* RECORDED DATA *

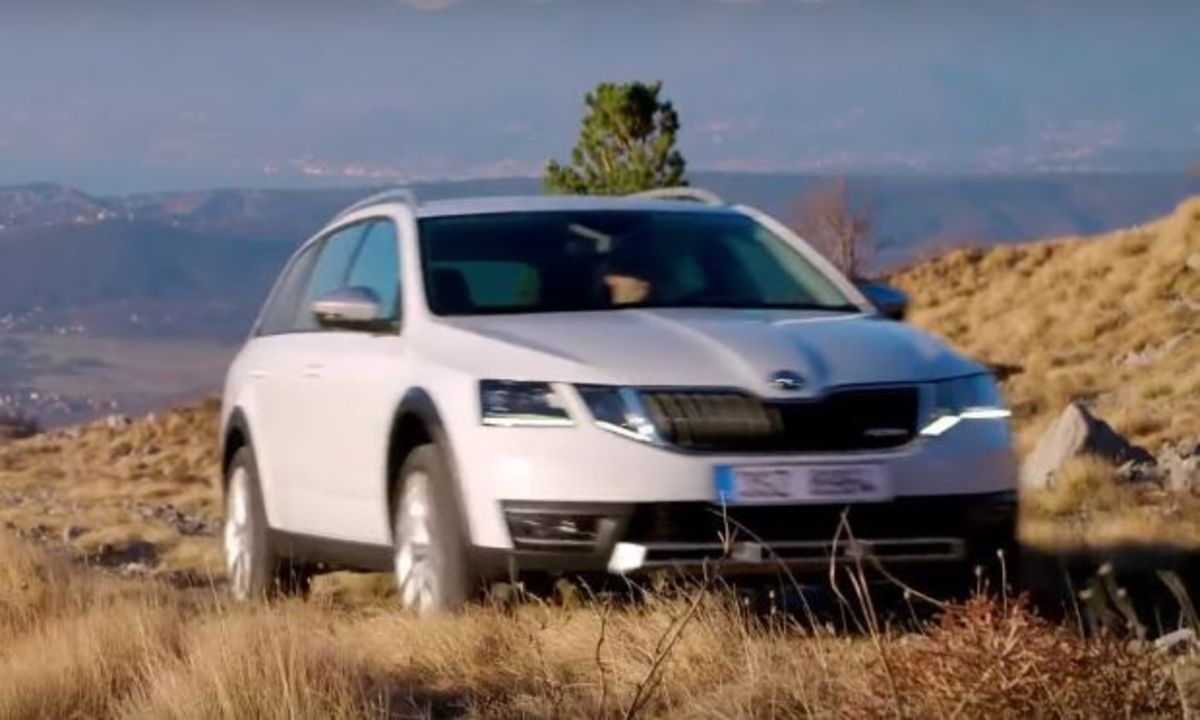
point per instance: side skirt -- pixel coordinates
(336, 555)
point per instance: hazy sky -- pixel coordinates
(154, 94)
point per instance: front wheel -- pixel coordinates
(253, 569)
(431, 559)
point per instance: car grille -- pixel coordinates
(953, 516)
(727, 421)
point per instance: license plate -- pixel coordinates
(765, 485)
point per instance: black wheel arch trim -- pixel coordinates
(418, 403)
(235, 424)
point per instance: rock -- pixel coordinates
(1183, 639)
(117, 421)
(136, 552)
(1180, 468)
(1075, 433)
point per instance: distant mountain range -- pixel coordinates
(197, 264)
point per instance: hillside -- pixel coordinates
(1113, 321)
(141, 630)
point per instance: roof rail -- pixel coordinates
(396, 195)
(694, 195)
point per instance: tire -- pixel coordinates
(255, 570)
(431, 559)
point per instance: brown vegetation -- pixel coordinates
(1108, 321)
(79, 643)
(843, 231)
(1113, 321)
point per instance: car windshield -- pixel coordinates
(615, 259)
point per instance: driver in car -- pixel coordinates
(628, 281)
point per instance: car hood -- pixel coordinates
(715, 348)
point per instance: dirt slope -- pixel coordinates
(1113, 321)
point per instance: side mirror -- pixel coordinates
(349, 309)
(892, 303)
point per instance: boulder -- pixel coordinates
(1179, 467)
(1075, 433)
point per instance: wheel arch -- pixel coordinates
(418, 423)
(234, 437)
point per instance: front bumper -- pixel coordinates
(694, 537)
(649, 495)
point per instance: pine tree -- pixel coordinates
(627, 144)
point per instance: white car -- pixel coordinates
(480, 389)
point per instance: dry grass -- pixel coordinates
(78, 643)
(120, 486)
(1113, 321)
(82, 642)
(1091, 505)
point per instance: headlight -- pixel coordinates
(973, 397)
(510, 403)
(619, 411)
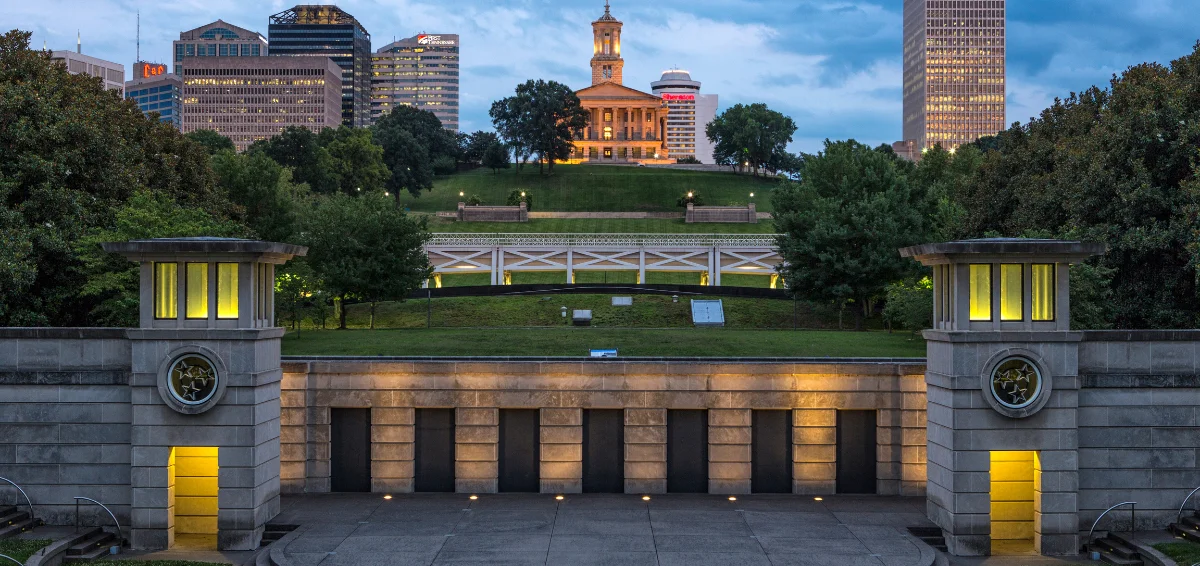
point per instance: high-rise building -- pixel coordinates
(111, 73)
(624, 125)
(421, 72)
(953, 71)
(217, 40)
(154, 89)
(252, 98)
(328, 31)
(688, 115)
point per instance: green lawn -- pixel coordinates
(595, 188)
(599, 226)
(541, 311)
(1183, 553)
(21, 548)
(576, 342)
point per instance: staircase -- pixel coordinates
(15, 522)
(930, 535)
(91, 545)
(1115, 548)
(1187, 528)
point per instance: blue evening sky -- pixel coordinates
(834, 65)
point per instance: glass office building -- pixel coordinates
(325, 30)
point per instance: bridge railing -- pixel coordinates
(604, 240)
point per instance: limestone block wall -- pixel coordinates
(646, 390)
(1139, 433)
(65, 421)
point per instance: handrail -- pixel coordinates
(1177, 516)
(30, 504)
(119, 531)
(1133, 518)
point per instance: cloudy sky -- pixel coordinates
(833, 65)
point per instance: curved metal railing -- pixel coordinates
(1185, 504)
(120, 534)
(30, 504)
(1133, 518)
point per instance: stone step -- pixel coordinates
(93, 547)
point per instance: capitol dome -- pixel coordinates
(676, 74)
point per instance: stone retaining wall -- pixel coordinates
(643, 389)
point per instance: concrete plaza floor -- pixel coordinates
(516, 529)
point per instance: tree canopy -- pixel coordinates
(753, 134)
(543, 119)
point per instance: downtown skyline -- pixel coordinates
(835, 67)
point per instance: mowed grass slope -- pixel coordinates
(595, 188)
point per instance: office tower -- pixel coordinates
(217, 40)
(315, 30)
(252, 98)
(156, 90)
(688, 115)
(953, 71)
(421, 72)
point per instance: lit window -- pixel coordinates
(227, 290)
(1043, 291)
(1011, 287)
(981, 291)
(197, 290)
(166, 290)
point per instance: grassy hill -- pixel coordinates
(597, 188)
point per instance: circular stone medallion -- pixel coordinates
(192, 379)
(1015, 383)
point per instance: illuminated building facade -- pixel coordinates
(155, 90)
(421, 72)
(329, 31)
(111, 73)
(953, 71)
(217, 40)
(688, 115)
(624, 125)
(252, 98)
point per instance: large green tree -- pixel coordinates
(841, 226)
(1116, 166)
(753, 136)
(365, 250)
(71, 156)
(541, 118)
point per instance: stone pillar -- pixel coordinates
(815, 451)
(477, 450)
(729, 451)
(646, 451)
(391, 449)
(562, 450)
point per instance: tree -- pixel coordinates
(211, 140)
(496, 157)
(111, 281)
(753, 136)
(269, 202)
(299, 149)
(543, 118)
(365, 250)
(357, 160)
(1116, 166)
(71, 156)
(841, 224)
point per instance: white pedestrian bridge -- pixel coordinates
(502, 254)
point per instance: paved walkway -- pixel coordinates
(694, 530)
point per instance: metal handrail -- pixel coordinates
(119, 531)
(30, 504)
(1133, 518)
(1180, 515)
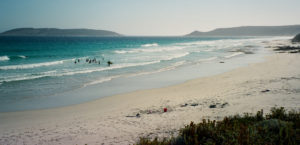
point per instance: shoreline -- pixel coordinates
(167, 76)
(104, 120)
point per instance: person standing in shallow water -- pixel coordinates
(109, 63)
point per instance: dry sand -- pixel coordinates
(104, 120)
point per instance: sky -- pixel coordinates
(147, 17)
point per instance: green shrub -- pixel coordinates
(278, 127)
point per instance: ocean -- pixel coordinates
(47, 72)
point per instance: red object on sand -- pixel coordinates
(165, 109)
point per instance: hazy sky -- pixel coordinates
(147, 17)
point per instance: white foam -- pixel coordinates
(4, 58)
(176, 56)
(119, 66)
(158, 49)
(22, 56)
(28, 66)
(102, 80)
(234, 54)
(208, 59)
(150, 45)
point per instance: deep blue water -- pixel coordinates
(40, 67)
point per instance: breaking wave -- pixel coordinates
(4, 58)
(150, 45)
(28, 66)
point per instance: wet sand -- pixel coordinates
(112, 120)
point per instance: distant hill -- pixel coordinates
(296, 38)
(58, 32)
(251, 31)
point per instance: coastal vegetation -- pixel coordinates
(278, 127)
(296, 38)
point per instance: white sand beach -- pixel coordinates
(111, 120)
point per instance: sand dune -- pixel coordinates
(274, 82)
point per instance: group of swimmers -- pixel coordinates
(93, 61)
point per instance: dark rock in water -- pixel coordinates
(184, 105)
(138, 115)
(194, 104)
(264, 91)
(109, 63)
(224, 104)
(296, 38)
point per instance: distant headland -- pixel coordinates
(59, 32)
(287, 30)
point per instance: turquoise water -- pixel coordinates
(37, 72)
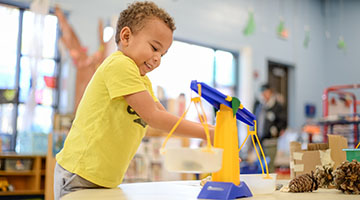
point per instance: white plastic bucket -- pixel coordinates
(258, 184)
(200, 160)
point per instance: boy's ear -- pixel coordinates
(125, 34)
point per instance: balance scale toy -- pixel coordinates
(225, 182)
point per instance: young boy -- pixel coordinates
(118, 104)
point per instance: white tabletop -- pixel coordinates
(189, 190)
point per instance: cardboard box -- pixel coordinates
(305, 161)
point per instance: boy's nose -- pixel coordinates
(157, 59)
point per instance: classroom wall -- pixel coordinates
(220, 24)
(342, 66)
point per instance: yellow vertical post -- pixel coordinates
(226, 137)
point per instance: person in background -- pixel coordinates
(119, 104)
(271, 121)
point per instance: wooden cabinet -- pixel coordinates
(26, 179)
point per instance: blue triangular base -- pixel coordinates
(224, 190)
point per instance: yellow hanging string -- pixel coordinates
(202, 118)
(254, 134)
(173, 129)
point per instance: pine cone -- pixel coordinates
(324, 176)
(347, 177)
(303, 183)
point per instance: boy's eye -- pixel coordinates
(154, 48)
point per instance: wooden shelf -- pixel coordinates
(22, 192)
(24, 182)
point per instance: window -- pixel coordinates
(185, 62)
(16, 79)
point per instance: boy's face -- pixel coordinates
(148, 45)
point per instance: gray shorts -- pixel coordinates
(66, 182)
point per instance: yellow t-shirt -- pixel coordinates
(106, 131)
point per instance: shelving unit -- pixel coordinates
(24, 182)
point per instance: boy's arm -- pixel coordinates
(156, 116)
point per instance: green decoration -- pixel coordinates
(281, 27)
(307, 39)
(235, 103)
(341, 43)
(9, 94)
(250, 26)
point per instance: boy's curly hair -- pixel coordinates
(136, 15)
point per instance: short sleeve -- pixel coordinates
(122, 77)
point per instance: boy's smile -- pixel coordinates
(147, 45)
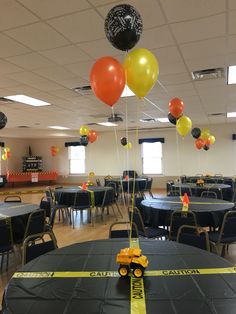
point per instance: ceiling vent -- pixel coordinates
(115, 118)
(83, 90)
(207, 74)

* GIVEN TASK *
Copy out exactly the lines between the line that contains "point per instance: classroom" and the last line of the records, both ends included; leave out every picture.

* TASK RESULT *
point per instance: classroom wall -- pixel coordinates
(220, 24)
(342, 66)
point per instance: yellow vertical post -- pixel coordinates
(226, 137)
point per instance: person in background -- pixel coordinates
(119, 104)
(271, 121)
point per instance: wooden cabinet -- pixel coordinates
(26, 179)
point per instance: blue triangular base -- pixel coordinates
(224, 190)
point per instance: yellow hanging string -- pixel coordinates
(202, 118)
(254, 134)
(173, 129)
point per instance: pine cone -- pixel coordinates
(324, 176)
(347, 177)
(303, 183)
point per instance: boy's eye -- pixel coordinates
(154, 48)
point per instance: wooden shelf -- pixel coordinates
(22, 192)
(24, 182)
point per instance: window -- pixel coordinates
(185, 62)
(16, 79)
point per instance: boy's face -- pixel coordinates
(148, 45)
point per instance: gray shorts -- pixel coordinates
(66, 182)
point per instance: yellow t-shirt -- pixel coordinates
(106, 131)
point per instance: shelving unit -- pixel coordinates
(24, 182)
point per instance: boy's arm -- pixel coordinates
(156, 116)
point per instance: green decoration -- pixel coordinates
(281, 27)
(307, 39)
(235, 103)
(341, 43)
(9, 94)
(250, 26)
point per instance: boy's curly hair -- pixel coordinates
(136, 15)
point per instance: short sleeve -- pixel coordinates
(122, 77)
point per instance: boy's smile -- pixel coordinates
(147, 45)
point per instance: ceiling vent -- pixel coordinates
(115, 118)
(83, 90)
(207, 74)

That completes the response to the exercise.